* [ACTIVITY]:
Exact wording is required: give all the records again, minus the pictures.

---+---

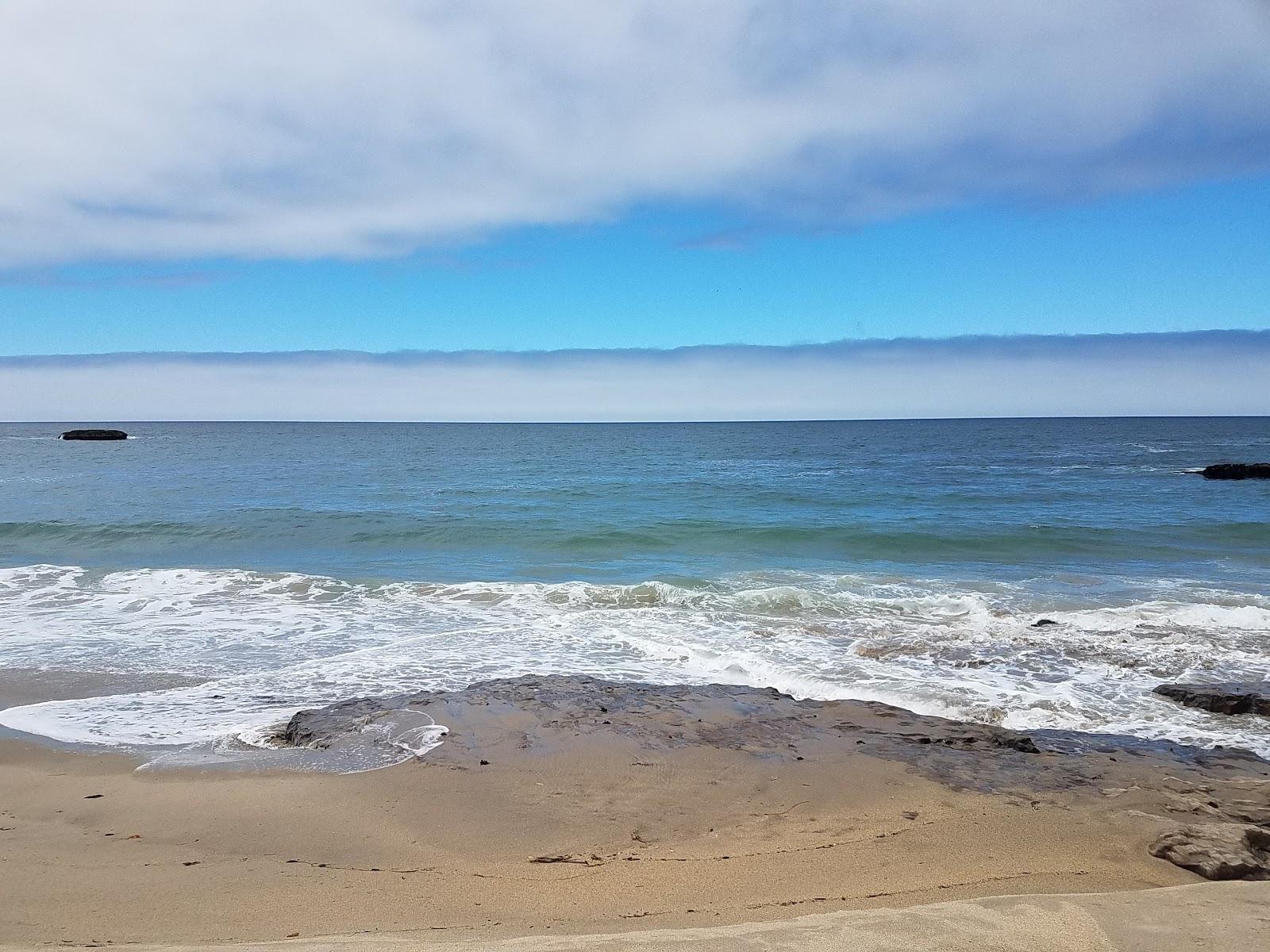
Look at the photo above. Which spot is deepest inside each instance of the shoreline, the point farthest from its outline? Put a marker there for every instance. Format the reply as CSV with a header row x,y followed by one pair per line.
x,y
543,814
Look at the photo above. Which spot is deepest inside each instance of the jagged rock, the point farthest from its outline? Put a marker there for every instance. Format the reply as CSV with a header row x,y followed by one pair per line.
x,y
94,435
1227,697
1218,850
1236,471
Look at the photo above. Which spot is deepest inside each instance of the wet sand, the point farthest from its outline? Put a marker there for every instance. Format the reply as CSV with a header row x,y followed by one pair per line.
x,y
660,812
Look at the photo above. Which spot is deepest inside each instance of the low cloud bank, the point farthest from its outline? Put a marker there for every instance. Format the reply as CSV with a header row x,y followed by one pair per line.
x,y
1193,374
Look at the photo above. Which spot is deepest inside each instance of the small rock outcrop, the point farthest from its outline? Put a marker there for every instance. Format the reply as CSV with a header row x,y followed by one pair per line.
x,y
1236,471
1218,850
94,435
1229,697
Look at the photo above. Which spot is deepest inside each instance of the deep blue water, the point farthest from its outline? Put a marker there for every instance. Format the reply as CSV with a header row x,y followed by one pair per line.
x,y
630,501
287,565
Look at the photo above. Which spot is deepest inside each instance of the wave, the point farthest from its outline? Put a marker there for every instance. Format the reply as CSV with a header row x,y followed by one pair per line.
x,y
264,645
978,543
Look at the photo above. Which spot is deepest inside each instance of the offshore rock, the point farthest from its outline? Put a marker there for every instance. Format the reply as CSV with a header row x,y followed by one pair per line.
x,y
94,435
1236,471
1229,698
1218,850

---+---

* [ANSWER SPACE]:
Look at the photo above. Which spot is deepest inside each instance of the shoreline, the point farthest from its outline? Put a marker there for every instance. Format the reply as CSV with a header row x,y followed by one pair per line.
x,y
543,814
Look at the photo above. Which spot is deepest inside each instance of the jagged rock, the point farthest from its outline? Put a marker there for every instance. Format the reply as CSV with a header row x,y followed by one pair per line.
x,y
94,435
1227,697
1218,850
1236,471
Look at the photo above. Which spot is deepest inside each instance of the wet sand, the point farthest from its outline? Put a marker there for every instance. Format the reply as CSV with a header row x,y followed by one pair per line.
x,y
660,812
Look at the photo above. Which spot is deepest inside each instance of the low cloud bank, the point farthest from its outline? Put a marker there for every instance. Format the reply as CSV with a header row x,y followed by one pair per line.
x,y
1193,374
Look at the photo above. Which spot is deepest inside each instance of the small rock outcrop, the point farthest from its outline? Put a marker there for every instance. Format the reply as CSV with a header row x,y followed by one pair per line.
x,y
1236,471
1218,850
94,435
1229,697
Look at the photo above. Which spot is deepest inside each instance of the deep blue water, the point farthest from its outline? Put a marker there for every instance. Format the reply as CSV with a header row x,y followed by one pair per line.
x,y
630,501
287,565
Look at the photo above. Which spot is deepest inside each instance of the wave, the point farthest from its outline? Put a marker there for every instance. Format the reply as CSV with a header row x,y followed by one pair per line.
x,y
264,645
978,543
Look at the photo above. Which spot is deepest inside each instance of the offshore rock, the point farthest from its outline? Put a marker there for every instance. Format the reply as CSV with a header row x,y followed by one pair per line.
x,y
94,435
1236,471
1229,698
1218,850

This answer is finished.